> _Directions_
a. Translate this sentence from the Plane Plotter notes into Spanish: "It does not take account of the time of the report."
b. According to the Plane Plotter notes, which file does Plane Plotter scan when you click the QNH button?
c. Extend the Plane Plotter notes, picking up after their last sentence.

> _Excerpt_

========================================

Further clarification:  The first number is the total number of aircraft currently known to Plane Plotter.  It is the number of lines in View..All Aircraft.  Aircraft appear from time to time but they are also deleted after the time you specify in Options..Chart..Options..Delete after...   Why should "the number of messages received" be the same as "the number of messages with positions"?  There are many message types (in all the modes that Plane Plotter handles) and only some of them contain positions.  Depending on the receiver type and the access method, the numbers may be very different indeed.

 

How is QNH derived?

 

When you click on the QNH button, Plane Plotter scans the file called "metarcoords.txt", which resides in the application directory, and finds the station that is closest to the coordinates of the centre of the chart display.  It then performs an FTP download from :

"tgftp.nws.noaa.gov/data/observations/metar/stations/"  to retrieve the latest METAR for that station.  It scans the METAR to find the QNH and inserts that value into the QNH field in the dialogue.  It does not take account of the time of the report.  To do so, would involve some sort of search pattern of stations not quite so close to the screen centre until a report with an acceptably recent report was found.  This could take an indeterminate number of FTP downloads, to say nothing of time, and was not thought worth the trouble.

 

[The QNH button is located in the Labels panel of the Chart options dialogue (green spanner tool-button, or Options, Charts, Options menu.]

 

If your favourite screen centre is closest to a station that only makes METAR reports on the fifth Sunday of alternate Februarys, then I suggest that you eliminate that station from the "metarcoords.txt" file so that Plane Plotter chooses somewhere else when you click on QNH.  If you have a preference for always using, say, the QNH at EGLL, then remove all the entries in "metarcoords.txt" except the one for EGLL and it will pick that one every time.

From: Bev's message in the Plane Plotter Yahoo group.

 

How can I use flags with Plane Plotter?

 

Plane Plotter gives you the option to display flags next to any or all of your aircraft.  The command to view flags is:

 

Option > Define > Enable

 

Once you have Defined where your bsflags.txt file is, select Enable.

 

You can then select the option to view flags by going to:

 

View > All aircraft with flags

 

HOWEVER, before you view flags you must:

 

  1. Have a folder named BMPFlags in either you PP main folder (or use your SBS-1 BMPFlag folder
  2. Place a bsflags.txt file in your main PP folder.

 

Both are available in the Plane Plotter Groups.io group Files section.

 

You can have as many bsflags.txt files as you like i.e., military, civil, special. Just Define in PP each time which one you wish to view.

 

It is as simple as that.

 

Pat Carty

 

There is a more detailed description of the process on the Flags page, and in Tim Quine's guide: "Flags in PlanePlotter" in the Groups.io group Files area.

 

Locating positionless aircraft

 

Starting with Plane Plotter V4.9.8, some location data for positionless aircraft can be displayed, by displaying a range ring for the station providing the data.  For more information, please see Bev's post to the Plane Plotter Groups.io group.  Starting in early 2009, a more advanced Multi-lateration feature has been the focus of much development.

========================================

> _Extracted material_
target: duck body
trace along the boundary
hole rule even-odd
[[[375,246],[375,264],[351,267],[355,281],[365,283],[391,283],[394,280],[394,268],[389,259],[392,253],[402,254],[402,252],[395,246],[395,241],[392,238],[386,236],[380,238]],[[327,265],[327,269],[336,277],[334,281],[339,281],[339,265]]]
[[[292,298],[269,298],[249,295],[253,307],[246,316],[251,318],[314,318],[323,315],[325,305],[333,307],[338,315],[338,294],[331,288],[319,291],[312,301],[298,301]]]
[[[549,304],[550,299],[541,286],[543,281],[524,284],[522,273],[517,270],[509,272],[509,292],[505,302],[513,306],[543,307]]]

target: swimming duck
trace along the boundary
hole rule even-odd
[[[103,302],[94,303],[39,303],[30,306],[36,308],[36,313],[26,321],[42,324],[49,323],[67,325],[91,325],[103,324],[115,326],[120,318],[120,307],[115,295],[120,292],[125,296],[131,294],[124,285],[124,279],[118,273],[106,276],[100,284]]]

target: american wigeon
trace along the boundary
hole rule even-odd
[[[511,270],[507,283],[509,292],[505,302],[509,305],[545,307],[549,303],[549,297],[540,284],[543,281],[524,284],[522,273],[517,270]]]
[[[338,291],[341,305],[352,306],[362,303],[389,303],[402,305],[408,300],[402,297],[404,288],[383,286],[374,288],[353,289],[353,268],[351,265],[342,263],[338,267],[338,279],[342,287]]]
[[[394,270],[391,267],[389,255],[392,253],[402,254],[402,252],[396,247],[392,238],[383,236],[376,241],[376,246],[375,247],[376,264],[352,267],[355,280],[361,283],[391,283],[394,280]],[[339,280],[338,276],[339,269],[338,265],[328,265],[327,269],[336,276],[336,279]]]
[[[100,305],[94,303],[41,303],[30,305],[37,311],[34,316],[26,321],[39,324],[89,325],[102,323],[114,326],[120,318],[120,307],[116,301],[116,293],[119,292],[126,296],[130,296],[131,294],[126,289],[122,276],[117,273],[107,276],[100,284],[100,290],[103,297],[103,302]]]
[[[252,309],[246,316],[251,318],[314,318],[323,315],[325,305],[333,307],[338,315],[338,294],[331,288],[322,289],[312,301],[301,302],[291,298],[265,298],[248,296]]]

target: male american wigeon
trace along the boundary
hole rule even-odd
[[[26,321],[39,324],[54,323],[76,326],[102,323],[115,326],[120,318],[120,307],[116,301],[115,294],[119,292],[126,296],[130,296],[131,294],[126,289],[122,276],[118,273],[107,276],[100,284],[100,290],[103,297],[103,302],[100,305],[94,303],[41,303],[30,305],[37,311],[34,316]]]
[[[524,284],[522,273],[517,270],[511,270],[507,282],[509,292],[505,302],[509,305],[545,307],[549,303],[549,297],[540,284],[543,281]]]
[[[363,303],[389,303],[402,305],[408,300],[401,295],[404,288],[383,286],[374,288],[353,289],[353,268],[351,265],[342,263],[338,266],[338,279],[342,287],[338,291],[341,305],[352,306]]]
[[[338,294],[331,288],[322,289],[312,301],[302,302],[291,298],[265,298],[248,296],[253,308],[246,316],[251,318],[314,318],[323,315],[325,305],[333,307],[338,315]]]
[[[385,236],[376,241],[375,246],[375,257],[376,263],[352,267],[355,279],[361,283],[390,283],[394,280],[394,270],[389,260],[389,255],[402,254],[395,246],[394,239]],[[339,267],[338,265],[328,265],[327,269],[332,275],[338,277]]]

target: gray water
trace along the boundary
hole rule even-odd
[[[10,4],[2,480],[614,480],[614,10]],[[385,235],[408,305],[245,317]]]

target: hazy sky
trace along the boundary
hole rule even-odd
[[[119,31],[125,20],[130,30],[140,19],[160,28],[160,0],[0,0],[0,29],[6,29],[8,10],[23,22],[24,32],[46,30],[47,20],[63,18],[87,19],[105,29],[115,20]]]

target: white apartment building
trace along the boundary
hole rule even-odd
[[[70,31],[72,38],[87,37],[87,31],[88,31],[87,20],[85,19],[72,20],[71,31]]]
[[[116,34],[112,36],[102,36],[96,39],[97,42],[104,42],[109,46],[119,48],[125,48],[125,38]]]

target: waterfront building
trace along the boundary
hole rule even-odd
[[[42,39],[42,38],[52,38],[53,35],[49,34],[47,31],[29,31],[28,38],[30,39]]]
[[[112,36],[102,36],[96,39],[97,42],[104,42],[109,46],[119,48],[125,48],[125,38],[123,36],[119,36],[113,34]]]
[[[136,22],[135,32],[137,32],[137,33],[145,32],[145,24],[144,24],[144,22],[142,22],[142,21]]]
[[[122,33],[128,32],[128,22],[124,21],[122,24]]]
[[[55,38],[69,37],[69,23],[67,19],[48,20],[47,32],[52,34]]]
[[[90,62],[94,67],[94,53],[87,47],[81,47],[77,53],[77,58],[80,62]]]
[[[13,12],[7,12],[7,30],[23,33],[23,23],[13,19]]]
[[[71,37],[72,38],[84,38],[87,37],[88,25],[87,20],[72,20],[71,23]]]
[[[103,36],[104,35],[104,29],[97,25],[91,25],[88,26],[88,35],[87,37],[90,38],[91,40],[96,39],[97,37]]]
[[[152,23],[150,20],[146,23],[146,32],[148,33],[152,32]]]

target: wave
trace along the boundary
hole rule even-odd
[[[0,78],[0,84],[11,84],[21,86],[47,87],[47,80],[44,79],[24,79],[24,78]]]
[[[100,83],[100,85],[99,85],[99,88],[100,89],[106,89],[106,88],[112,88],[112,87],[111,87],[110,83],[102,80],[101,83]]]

========================================

> _Answer list_
a. No tiene en cuenta la hora del informe.

b. It scans "metarcoords.txt", in the application directory.

c.
How it works 

  The circles feature is intended to help those who want to know where an aircraft that is transmitting its identity and height, but not its position, might be located.  It draws a circle around the position of the current sharer who reported the designated aircraft if that sharer's location is known.  The radius of the circle is 1.2 times the square root (aircraft height in feet).  This is a good approximation for the coverage given a clear antenna close to sea level.  If the sharer's antenna is high up then the circle will understate the coverage and if they have a sheltered antenna, it will overstate the coverage.  It works pretty well for my traffic, but you can tweak the circle parameters for a better match with a particular sharer's coverage.

  If there are several sharers receiving the same aircraft, then the approximate coverage of each of those sharers, for an aircraft at that altitude, is displayed as a circle.  It follows that the unknown must be inside all of the circles if it is being received by all of those sharers.   Provided there are no duplicates in the sharing IDs, the shaded region (whose colour you can change, by the way, if it doesn't match your map colour scheme) shows you the area that falls within all of the circles.  The unknown should therefore be in or very close to the shaded region.

  The whole thing is not at all exact but it tells you a great deal more than you would have known otherwise (that the aircraft was somewhere in the vicinity of planet Earth).

 

How to use it

  Turn on the option "Circle Sharer" under Options..Chart.  Now designate an aircraft.  You do that by double clicking on the chart, outline or on the View aircraft list.  A dotted circle will appear around the position of the user who received it, if that user's ID is found in the file "sharerlocations.txt" in the application directory.  If you received the aircraft yourself, the circle will be centred on the position you have entered as your Home location.  The radius of the circle will grow or shrink as the aircraft climbs or descends.  If you watch one of your own aircraft descending out of your coverage, you should see that it disappears somewhere around the point where the aircraft crosses the circle (or as the circle crosses the aircraft, as the circle shrinks).

 

The Database fields

  The range ring information is stored in the Plane Plotter Sharer's Database, and Bev kindly provided these notes about the two fields used.  In both cases, the decimal separator is a point.  Those who, like Bev, live in a country where the conventional decimal separator is a comma, will no doubt be adept at switching between the two.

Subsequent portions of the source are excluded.